EXERCISE DETAILS:
Retype the entries. Match them exactly.

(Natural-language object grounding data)
══════════
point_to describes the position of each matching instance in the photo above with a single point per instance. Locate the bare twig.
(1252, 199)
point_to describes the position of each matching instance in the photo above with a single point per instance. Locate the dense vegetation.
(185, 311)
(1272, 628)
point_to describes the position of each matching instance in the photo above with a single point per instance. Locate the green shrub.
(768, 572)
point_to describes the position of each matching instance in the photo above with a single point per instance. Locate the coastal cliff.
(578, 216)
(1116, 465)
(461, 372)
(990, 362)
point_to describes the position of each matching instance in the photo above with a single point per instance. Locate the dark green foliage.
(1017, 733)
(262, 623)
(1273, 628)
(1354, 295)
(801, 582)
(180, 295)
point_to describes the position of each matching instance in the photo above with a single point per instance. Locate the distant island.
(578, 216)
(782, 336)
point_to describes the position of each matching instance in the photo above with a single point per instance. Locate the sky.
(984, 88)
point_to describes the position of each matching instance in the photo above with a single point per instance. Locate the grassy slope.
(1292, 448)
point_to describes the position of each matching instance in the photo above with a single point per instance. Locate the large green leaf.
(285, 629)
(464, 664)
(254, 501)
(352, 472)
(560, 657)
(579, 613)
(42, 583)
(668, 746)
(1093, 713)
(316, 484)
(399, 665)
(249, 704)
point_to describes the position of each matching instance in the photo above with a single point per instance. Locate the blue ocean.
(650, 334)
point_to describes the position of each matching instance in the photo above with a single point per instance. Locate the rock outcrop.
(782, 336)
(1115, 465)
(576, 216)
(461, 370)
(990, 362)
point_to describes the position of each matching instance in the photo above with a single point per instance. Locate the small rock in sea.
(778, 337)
══════════
PROBLEM SOLUTION:
point_to describes the position of each matching instance in the photo above with a single point per instance. Locate the bare twig.
(1252, 199)
point_to describes the position of each matching instance in the photo above with a single point per instance. Locate the dense vegetation.
(185, 311)
(1272, 628)
point_to describes the position of each matching instance in the photo above with a single point per instance. Locate the green shrub.
(768, 572)
point_to describes the position of each matching instance in the photo above with a single point per instance. Locate the coastal cliff.
(578, 216)
(1116, 465)
(461, 372)
(990, 362)
point_to describes the position of each matching instance in the photo above with a single point per instance. Locate the dark green foliage.
(1017, 733)
(262, 623)
(1273, 628)
(1354, 295)
(801, 582)
(180, 295)
point_to describes the position of each matching instance in the photo above with a single point per instance. Locate the distant island.
(578, 216)
(782, 336)
point_to describes the position of each matching instance in the photo above with a single point per instance. Locate the sky.
(984, 88)
point_to describes the position of each matching instance in the photo above with a single point per instance. Locate the grassy slope.
(1292, 448)
point_to describes the position of each matching instance in the photo above with a single point per instance. Locate the large green leaf.
(285, 629)
(464, 664)
(254, 501)
(352, 472)
(560, 657)
(579, 613)
(42, 583)
(668, 746)
(1093, 713)
(316, 484)
(399, 665)
(249, 704)
point_to describes the position of each matching instance in the photo above with a single point per instance. Locate the blue ocean.
(650, 334)
point_to describes the position of each matching instance in the photo above with a single point per instance. Locate the rock outcrop.
(782, 336)
(1115, 465)
(576, 216)
(461, 370)
(990, 362)
point_to describes the position of each matching instance in the photo above with a single point per instance. Locate the small rock in sea.
(778, 337)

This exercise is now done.